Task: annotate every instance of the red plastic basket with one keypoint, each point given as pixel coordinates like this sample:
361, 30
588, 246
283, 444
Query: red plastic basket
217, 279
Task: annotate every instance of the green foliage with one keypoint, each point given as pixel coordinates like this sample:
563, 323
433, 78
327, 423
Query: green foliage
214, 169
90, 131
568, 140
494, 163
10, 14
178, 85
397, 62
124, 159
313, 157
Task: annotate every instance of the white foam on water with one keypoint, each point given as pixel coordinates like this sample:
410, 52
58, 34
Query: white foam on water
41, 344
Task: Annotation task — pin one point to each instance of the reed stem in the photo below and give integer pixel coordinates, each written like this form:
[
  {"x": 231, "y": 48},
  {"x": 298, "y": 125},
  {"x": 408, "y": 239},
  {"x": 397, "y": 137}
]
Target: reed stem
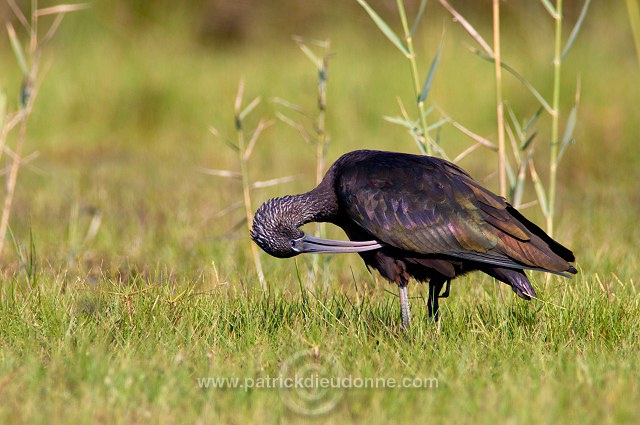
[
  {"x": 555, "y": 119},
  {"x": 502, "y": 168}
]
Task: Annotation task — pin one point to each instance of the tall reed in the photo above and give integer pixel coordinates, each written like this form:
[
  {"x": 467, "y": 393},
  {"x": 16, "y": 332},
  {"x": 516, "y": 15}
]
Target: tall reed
[{"x": 15, "y": 122}]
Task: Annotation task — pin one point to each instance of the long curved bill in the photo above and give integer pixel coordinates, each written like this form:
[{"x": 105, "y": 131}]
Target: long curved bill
[{"x": 313, "y": 245}]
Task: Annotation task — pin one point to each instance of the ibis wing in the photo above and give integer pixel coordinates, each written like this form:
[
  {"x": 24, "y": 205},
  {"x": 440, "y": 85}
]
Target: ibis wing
[{"x": 431, "y": 206}]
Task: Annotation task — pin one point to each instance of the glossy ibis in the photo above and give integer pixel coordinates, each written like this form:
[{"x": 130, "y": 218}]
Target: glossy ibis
[{"x": 413, "y": 216}]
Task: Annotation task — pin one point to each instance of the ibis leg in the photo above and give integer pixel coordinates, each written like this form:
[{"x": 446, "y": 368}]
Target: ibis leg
[
  {"x": 447, "y": 290},
  {"x": 435, "y": 286},
  {"x": 404, "y": 306}
]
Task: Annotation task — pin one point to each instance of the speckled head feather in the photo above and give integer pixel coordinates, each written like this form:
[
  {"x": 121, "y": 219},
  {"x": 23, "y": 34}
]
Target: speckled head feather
[{"x": 275, "y": 226}]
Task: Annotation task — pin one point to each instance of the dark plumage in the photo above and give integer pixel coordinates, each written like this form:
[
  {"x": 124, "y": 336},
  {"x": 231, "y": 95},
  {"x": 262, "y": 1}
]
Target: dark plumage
[{"x": 413, "y": 216}]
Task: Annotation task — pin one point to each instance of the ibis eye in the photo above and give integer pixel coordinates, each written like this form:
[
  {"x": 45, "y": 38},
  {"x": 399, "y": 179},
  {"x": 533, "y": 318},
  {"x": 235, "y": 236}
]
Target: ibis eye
[{"x": 296, "y": 245}]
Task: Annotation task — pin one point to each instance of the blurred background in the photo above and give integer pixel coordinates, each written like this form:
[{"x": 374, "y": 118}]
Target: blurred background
[{"x": 129, "y": 90}]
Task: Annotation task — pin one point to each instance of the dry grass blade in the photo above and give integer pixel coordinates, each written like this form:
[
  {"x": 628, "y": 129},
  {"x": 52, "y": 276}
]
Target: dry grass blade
[
  {"x": 466, "y": 152},
  {"x": 550, "y": 8},
  {"x": 16, "y": 11},
  {"x": 292, "y": 106},
  {"x": 18, "y": 51},
  {"x": 520, "y": 78},
  {"x": 421, "y": 9},
  {"x": 229, "y": 209},
  {"x": 308, "y": 52},
  {"x": 540, "y": 192},
  {"x": 486, "y": 143},
  {"x": 468, "y": 27},
  {"x": 633, "y": 10},
  {"x": 221, "y": 173},
  {"x": 411, "y": 125},
  {"x": 262, "y": 125},
  {"x": 272, "y": 182},
  {"x": 518, "y": 188},
  {"x": 386, "y": 30},
  {"x": 214, "y": 131},
  {"x": 250, "y": 107},
  {"x": 62, "y": 8},
  {"x": 238, "y": 101},
  {"x": 303, "y": 131},
  {"x": 432, "y": 70},
  {"x": 576, "y": 28},
  {"x": 571, "y": 123}
]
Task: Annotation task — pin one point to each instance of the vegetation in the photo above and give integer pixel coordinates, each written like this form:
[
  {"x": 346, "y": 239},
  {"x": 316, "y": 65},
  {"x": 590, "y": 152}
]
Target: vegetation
[{"x": 123, "y": 282}]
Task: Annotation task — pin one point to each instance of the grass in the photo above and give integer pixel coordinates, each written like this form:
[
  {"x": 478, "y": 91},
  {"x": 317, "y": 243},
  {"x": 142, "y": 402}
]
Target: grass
[
  {"x": 117, "y": 327},
  {"x": 132, "y": 351}
]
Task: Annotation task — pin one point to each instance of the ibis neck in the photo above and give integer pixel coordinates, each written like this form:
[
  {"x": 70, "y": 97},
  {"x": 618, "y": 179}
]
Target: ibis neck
[{"x": 317, "y": 205}]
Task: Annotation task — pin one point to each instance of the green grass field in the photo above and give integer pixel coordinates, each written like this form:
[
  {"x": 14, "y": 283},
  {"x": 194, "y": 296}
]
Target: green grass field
[{"x": 122, "y": 287}]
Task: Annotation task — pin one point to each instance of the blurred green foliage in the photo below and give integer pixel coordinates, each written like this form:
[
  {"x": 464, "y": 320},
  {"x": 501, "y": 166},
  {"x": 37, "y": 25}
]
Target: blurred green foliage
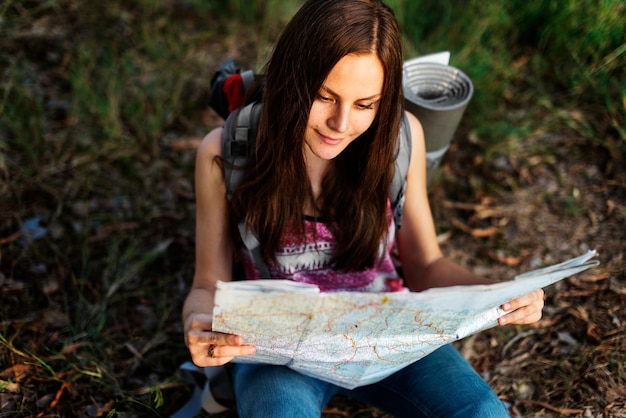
[{"x": 568, "y": 54}]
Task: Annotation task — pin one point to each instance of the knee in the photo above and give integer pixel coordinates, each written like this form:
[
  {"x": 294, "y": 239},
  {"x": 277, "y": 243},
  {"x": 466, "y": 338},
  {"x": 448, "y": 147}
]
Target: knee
[{"x": 485, "y": 407}]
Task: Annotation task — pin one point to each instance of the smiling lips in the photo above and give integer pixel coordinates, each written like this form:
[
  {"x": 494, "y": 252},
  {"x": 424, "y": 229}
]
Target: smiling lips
[{"x": 328, "y": 140}]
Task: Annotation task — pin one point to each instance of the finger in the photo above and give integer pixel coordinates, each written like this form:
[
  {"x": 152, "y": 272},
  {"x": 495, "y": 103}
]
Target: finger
[
  {"x": 525, "y": 314},
  {"x": 525, "y": 300},
  {"x": 214, "y": 355},
  {"x": 195, "y": 336}
]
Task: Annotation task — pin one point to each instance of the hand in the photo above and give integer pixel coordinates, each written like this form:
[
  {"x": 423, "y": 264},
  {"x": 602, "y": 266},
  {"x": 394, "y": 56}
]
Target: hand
[
  {"x": 208, "y": 348},
  {"x": 523, "y": 310}
]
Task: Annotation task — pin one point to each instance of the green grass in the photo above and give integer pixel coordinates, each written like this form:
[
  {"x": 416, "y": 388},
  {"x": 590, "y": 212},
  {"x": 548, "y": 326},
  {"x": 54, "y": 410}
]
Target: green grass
[{"x": 93, "y": 96}]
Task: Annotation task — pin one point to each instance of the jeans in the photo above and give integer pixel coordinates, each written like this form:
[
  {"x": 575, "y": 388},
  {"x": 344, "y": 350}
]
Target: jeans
[{"x": 442, "y": 384}]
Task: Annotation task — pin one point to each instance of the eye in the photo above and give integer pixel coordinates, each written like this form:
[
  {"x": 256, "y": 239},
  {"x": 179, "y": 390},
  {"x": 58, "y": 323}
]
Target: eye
[{"x": 324, "y": 98}]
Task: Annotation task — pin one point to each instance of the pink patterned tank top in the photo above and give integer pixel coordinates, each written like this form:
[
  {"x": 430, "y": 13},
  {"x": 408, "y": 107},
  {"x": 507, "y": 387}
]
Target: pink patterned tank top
[{"x": 309, "y": 262}]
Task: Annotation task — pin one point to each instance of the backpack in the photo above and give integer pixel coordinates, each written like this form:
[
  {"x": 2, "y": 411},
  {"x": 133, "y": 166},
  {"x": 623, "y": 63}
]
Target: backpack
[{"x": 228, "y": 88}]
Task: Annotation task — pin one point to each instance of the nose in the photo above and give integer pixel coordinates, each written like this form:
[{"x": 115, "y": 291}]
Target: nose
[{"x": 338, "y": 120}]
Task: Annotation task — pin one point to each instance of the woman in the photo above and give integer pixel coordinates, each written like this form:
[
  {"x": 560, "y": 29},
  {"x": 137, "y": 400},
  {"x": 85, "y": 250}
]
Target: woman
[{"x": 320, "y": 176}]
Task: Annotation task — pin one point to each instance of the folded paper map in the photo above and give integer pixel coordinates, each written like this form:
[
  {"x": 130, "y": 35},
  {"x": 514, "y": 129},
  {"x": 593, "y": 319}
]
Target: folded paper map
[{"x": 356, "y": 338}]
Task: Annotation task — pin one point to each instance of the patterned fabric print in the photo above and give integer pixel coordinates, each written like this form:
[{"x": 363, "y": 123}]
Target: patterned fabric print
[{"x": 309, "y": 262}]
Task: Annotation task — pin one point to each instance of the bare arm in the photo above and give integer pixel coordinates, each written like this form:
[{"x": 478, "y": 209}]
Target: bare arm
[
  {"x": 423, "y": 264},
  {"x": 213, "y": 261}
]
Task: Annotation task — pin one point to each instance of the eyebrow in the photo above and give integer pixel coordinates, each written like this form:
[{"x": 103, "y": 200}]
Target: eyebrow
[{"x": 372, "y": 97}]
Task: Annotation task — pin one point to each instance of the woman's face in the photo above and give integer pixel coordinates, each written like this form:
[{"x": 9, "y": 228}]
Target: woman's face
[{"x": 344, "y": 107}]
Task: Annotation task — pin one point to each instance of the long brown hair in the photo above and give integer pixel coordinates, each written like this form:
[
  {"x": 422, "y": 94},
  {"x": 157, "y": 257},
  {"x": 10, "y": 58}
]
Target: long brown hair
[{"x": 275, "y": 187}]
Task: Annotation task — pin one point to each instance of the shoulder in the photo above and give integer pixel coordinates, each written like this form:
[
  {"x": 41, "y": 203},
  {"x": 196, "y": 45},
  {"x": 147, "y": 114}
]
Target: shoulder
[{"x": 211, "y": 145}]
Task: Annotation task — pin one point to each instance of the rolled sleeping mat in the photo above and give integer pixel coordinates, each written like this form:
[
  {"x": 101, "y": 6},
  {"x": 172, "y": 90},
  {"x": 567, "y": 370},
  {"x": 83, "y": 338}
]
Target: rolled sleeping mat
[{"x": 437, "y": 95}]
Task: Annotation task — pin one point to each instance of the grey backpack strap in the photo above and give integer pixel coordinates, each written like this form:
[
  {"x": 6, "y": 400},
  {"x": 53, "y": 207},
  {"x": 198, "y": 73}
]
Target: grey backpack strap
[
  {"x": 238, "y": 142},
  {"x": 251, "y": 242},
  {"x": 403, "y": 159},
  {"x": 248, "y": 78}
]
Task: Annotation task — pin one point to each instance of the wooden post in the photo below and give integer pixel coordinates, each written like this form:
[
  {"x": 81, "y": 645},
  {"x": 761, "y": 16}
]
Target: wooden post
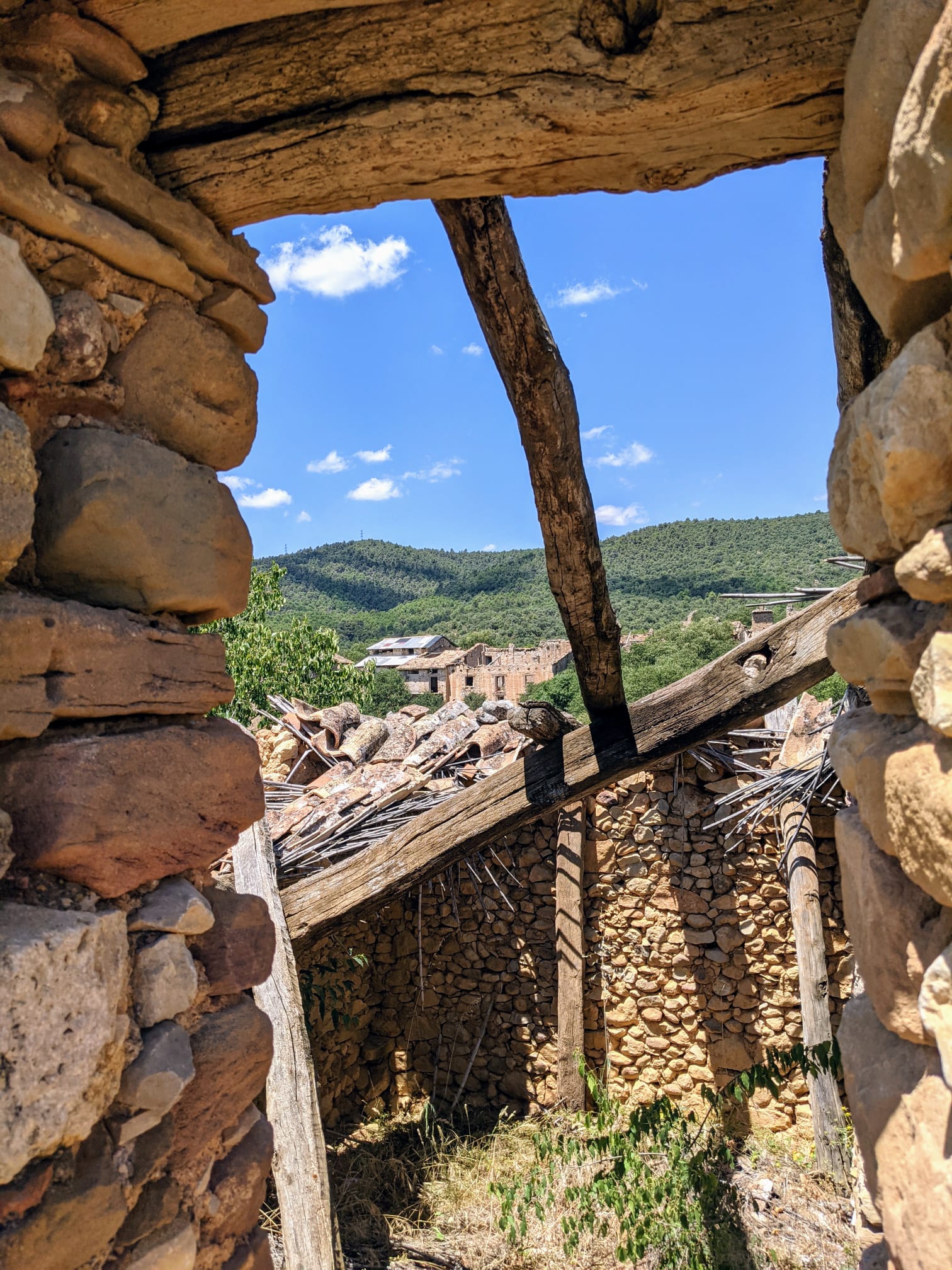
[
  {"x": 570, "y": 956},
  {"x": 307, "y": 1227},
  {"x": 805, "y": 913}
]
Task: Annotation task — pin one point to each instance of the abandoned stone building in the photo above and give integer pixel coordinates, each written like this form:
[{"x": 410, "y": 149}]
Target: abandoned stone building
[{"x": 136, "y": 136}]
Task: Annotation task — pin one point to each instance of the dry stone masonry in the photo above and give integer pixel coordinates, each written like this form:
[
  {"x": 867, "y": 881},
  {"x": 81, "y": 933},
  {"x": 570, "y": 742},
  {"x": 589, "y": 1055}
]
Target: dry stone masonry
[
  {"x": 890, "y": 488},
  {"x": 130, "y": 1048}
]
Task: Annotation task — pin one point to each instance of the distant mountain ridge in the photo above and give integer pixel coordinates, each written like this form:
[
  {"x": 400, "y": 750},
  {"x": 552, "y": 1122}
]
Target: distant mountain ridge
[{"x": 370, "y": 590}]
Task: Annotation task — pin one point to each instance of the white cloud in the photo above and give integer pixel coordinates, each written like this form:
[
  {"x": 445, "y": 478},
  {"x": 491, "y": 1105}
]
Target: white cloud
[
  {"x": 620, "y": 516},
  {"x": 581, "y": 294},
  {"x": 631, "y": 456},
  {"x": 332, "y": 464},
  {"x": 375, "y": 491},
  {"x": 373, "y": 456},
  {"x": 267, "y": 498},
  {"x": 441, "y": 470},
  {"x": 333, "y": 263}
]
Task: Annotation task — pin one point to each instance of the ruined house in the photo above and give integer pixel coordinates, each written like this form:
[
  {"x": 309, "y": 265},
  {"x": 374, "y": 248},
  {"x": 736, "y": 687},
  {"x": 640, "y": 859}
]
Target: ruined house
[{"x": 137, "y": 136}]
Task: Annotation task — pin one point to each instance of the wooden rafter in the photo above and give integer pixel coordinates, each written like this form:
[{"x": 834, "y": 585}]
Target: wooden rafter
[
  {"x": 541, "y": 394},
  {"x": 754, "y": 677}
]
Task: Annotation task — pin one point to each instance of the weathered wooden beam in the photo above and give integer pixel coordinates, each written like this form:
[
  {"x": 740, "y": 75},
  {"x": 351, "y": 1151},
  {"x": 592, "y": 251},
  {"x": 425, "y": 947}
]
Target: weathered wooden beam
[
  {"x": 347, "y": 108},
  {"x": 706, "y": 704},
  {"x": 307, "y": 1227},
  {"x": 541, "y": 394},
  {"x": 570, "y": 957}
]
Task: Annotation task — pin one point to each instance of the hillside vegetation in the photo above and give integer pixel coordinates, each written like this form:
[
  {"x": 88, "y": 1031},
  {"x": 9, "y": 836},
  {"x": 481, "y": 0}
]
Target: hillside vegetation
[{"x": 658, "y": 575}]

* Work to complete *
Extract, unchanged, the closing run of lines that opens with the line containing "of the hillside" and ends with the last line.

* Exercise result *
Task: Annotation task — pin one point to each instance of the hillside vegetation in the photo above and give integer pixel coordinates, each written like this form:
[
  {"x": 88, "y": 1031},
  {"x": 9, "y": 836},
  {"x": 481, "y": 0}
]
Target: hillside vegetation
[{"x": 658, "y": 575}]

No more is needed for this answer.